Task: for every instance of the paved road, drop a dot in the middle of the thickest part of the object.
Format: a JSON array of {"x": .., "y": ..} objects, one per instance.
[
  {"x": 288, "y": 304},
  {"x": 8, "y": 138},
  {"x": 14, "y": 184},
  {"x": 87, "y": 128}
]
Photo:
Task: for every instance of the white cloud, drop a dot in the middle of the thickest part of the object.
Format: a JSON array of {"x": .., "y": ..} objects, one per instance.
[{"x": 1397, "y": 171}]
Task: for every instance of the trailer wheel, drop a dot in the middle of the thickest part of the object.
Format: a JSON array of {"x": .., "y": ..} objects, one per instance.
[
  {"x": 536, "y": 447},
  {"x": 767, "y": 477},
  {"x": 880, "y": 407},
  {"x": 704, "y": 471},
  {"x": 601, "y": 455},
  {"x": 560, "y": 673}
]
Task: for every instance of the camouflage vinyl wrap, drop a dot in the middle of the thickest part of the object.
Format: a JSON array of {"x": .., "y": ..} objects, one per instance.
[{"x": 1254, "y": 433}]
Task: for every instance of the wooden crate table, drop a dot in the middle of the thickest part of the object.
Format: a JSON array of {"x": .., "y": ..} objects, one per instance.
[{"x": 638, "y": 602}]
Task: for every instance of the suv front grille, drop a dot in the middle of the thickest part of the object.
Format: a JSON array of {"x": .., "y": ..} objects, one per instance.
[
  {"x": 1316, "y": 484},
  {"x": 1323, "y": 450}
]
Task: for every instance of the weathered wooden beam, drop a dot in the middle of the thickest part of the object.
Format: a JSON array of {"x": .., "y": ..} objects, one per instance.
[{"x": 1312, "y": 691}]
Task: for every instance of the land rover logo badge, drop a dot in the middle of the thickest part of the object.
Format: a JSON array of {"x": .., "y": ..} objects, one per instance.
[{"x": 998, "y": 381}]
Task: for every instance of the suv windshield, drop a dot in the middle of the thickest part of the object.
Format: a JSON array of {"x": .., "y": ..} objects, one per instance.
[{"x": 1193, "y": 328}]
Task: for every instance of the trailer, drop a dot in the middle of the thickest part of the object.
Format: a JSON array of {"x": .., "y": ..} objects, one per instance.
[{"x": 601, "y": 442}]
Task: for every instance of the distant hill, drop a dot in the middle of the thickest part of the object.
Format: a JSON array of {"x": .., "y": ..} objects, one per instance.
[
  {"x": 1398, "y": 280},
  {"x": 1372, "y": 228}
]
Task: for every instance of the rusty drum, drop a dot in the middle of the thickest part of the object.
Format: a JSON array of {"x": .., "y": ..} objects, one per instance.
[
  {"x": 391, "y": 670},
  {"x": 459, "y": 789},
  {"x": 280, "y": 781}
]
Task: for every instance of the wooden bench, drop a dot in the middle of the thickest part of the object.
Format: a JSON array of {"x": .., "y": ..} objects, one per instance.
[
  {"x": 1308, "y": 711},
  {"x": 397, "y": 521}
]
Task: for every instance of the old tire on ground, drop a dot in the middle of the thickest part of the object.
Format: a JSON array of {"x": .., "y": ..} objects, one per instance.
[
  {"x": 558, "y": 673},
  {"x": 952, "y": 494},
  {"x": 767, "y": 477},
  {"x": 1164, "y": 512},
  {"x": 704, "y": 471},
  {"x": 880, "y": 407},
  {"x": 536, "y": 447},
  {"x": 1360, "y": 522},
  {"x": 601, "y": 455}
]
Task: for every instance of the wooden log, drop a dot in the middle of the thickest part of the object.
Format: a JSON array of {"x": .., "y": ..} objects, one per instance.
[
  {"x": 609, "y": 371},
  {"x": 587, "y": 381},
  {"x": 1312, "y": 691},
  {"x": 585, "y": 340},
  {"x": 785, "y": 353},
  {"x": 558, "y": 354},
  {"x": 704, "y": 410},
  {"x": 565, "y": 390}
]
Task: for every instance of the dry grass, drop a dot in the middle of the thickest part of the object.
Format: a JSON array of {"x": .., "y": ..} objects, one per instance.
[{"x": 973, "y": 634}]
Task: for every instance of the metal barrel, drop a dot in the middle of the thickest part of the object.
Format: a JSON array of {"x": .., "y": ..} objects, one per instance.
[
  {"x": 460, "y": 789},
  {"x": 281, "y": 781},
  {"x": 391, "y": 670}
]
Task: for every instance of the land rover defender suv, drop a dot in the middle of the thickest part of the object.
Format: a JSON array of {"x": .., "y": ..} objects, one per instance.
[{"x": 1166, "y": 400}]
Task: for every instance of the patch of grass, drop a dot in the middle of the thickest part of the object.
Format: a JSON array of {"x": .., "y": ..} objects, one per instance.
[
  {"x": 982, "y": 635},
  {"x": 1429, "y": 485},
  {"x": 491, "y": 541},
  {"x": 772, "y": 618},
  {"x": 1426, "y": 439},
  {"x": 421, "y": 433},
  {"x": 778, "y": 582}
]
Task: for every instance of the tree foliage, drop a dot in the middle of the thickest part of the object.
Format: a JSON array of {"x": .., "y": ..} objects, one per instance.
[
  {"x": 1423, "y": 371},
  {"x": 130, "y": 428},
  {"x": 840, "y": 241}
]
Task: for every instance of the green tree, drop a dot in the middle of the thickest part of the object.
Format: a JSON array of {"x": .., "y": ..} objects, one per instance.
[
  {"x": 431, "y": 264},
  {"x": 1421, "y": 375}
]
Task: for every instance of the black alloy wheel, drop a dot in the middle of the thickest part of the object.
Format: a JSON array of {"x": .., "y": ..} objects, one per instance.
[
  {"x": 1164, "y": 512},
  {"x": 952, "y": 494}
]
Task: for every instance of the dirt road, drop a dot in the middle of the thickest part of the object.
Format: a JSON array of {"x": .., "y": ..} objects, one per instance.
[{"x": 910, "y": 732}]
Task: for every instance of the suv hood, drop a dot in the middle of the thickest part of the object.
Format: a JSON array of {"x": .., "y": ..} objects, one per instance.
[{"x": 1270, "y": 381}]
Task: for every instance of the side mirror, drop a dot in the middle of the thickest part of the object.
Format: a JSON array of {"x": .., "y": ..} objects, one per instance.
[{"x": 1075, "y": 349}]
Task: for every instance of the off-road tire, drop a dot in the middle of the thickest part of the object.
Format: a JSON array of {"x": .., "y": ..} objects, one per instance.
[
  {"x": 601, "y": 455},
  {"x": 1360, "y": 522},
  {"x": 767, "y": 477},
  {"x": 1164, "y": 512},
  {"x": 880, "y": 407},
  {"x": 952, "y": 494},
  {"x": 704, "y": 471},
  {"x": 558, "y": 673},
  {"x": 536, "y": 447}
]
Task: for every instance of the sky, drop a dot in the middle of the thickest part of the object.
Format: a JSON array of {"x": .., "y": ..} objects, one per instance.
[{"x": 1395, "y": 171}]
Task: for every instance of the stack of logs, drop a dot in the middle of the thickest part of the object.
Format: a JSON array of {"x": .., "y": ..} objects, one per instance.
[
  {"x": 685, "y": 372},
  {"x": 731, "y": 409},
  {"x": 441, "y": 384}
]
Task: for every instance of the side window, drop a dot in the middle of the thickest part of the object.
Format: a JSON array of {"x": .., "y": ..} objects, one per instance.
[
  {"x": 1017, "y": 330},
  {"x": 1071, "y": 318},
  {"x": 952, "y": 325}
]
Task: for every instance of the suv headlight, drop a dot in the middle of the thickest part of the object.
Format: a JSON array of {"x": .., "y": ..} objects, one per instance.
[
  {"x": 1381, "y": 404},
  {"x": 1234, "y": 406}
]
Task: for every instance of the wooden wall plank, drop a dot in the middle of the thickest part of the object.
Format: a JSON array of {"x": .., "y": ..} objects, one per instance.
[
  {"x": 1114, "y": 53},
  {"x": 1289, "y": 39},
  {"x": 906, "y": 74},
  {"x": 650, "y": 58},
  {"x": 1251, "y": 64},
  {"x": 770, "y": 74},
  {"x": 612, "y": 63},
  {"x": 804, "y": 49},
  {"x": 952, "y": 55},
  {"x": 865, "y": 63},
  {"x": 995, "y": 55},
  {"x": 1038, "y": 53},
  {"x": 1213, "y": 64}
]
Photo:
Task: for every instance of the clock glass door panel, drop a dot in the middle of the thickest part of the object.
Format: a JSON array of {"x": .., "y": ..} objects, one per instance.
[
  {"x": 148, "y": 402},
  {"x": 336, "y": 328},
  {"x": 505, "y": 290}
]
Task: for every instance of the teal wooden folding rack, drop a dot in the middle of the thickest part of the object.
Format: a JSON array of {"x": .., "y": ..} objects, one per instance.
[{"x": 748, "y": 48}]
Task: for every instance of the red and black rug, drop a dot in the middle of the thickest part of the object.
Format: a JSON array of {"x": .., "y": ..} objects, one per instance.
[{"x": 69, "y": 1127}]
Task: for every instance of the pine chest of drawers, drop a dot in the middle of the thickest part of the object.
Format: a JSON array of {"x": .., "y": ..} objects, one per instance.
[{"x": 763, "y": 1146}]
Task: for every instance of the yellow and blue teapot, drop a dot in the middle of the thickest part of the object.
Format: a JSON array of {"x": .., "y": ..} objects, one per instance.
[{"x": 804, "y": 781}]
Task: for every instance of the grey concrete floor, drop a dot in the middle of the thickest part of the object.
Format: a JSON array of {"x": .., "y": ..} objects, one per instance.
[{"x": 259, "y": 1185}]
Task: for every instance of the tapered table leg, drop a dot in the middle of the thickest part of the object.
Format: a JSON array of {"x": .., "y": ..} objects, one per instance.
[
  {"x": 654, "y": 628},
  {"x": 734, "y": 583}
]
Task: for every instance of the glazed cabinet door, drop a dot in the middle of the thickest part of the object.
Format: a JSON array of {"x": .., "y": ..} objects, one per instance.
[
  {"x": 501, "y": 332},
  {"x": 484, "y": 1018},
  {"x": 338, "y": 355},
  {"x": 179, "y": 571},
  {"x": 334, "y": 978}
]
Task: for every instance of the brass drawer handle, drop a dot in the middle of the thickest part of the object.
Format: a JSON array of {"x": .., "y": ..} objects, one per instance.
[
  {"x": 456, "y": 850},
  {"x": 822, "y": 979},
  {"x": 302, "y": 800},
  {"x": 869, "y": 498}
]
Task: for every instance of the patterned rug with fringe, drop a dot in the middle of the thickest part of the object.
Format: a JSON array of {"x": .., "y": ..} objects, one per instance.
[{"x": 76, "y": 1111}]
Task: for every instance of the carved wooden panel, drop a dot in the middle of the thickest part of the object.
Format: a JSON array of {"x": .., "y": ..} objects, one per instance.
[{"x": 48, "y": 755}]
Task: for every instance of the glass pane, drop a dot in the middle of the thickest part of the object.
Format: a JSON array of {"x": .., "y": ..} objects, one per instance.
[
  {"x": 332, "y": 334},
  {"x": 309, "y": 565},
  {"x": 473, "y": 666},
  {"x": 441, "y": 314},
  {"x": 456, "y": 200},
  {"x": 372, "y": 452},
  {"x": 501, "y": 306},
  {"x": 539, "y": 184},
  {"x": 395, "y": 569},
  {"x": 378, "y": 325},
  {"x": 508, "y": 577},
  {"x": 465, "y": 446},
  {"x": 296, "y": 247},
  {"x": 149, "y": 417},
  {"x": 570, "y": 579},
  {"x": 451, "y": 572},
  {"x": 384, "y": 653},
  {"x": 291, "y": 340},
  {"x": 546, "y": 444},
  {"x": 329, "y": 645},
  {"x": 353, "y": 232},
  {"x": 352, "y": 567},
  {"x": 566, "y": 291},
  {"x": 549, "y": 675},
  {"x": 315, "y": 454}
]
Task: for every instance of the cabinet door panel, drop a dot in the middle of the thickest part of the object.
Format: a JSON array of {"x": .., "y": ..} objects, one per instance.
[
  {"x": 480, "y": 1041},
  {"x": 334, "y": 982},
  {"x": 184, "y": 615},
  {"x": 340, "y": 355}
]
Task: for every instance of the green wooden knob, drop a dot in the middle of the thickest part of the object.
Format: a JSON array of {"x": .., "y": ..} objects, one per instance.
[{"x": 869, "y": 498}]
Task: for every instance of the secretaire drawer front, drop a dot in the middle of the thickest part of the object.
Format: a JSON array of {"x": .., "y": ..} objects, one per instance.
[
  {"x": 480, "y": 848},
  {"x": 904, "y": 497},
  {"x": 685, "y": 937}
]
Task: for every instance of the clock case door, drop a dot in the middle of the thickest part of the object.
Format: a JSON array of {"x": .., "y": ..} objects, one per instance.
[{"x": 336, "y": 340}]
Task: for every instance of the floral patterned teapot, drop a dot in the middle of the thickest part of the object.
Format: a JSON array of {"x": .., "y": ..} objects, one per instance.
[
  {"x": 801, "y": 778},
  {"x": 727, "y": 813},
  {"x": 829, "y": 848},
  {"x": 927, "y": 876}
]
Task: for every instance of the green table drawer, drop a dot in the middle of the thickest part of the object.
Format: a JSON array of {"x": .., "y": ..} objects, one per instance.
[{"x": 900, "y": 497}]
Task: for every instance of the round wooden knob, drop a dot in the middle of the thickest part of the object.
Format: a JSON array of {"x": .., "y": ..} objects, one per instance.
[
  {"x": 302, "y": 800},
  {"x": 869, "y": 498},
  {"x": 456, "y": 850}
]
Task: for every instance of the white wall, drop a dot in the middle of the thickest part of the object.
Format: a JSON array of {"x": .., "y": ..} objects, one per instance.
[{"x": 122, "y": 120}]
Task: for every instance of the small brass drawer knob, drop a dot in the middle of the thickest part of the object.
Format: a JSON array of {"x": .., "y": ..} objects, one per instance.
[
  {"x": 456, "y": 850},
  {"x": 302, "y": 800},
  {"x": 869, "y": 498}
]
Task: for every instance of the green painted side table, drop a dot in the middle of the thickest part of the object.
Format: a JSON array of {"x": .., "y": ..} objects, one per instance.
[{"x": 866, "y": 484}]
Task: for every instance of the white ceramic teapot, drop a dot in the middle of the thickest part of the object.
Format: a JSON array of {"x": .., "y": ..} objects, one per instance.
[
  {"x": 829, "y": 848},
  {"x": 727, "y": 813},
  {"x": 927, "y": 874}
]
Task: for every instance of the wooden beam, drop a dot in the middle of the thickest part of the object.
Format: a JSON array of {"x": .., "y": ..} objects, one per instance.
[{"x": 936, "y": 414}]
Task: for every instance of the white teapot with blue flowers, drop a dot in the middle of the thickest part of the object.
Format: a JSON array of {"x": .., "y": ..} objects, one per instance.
_ _ _ _
* [Task description]:
Restate word for word the entries above, starting at the line with "Task: for every instance of the red" and ending at the line with "Task: for every instance of the yellow", inclusive, and no others.

* [Result of this task]:
Task: for every instance of the red and black rug, drop a dot in the middle of the thickest part of the object.
Format: a JSON array of {"x": .., "y": ..} objects, one per instance.
[{"x": 69, "y": 1127}]
Task: for every instance of the pine chest of drawers, drop a dot in the middle of the thickest part of the object.
Format: a JSON array of {"x": .., "y": ..} objects, one per instance.
[{"x": 763, "y": 1146}]
Task: for every instance of the yellow and blue teapot, drop a dot in the middle of the thickest part of the object.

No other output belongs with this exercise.